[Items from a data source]
────────

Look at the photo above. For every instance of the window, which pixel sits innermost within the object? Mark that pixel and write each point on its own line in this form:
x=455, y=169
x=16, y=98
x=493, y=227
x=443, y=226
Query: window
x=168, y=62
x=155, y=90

────────

_Exercise directions_
Arrange the lines above as a numbered list, omitting any blank lines.

_Written answer_
1. Look at the photo above. For every instance of the window, which pixel sits innermost within the object? Mark that pixel and write each point on its own line in this form:
2. x=455, y=169
3. x=16, y=98
4. x=493, y=227
5. x=443, y=226
6. Query: window
7. x=168, y=62
8. x=155, y=90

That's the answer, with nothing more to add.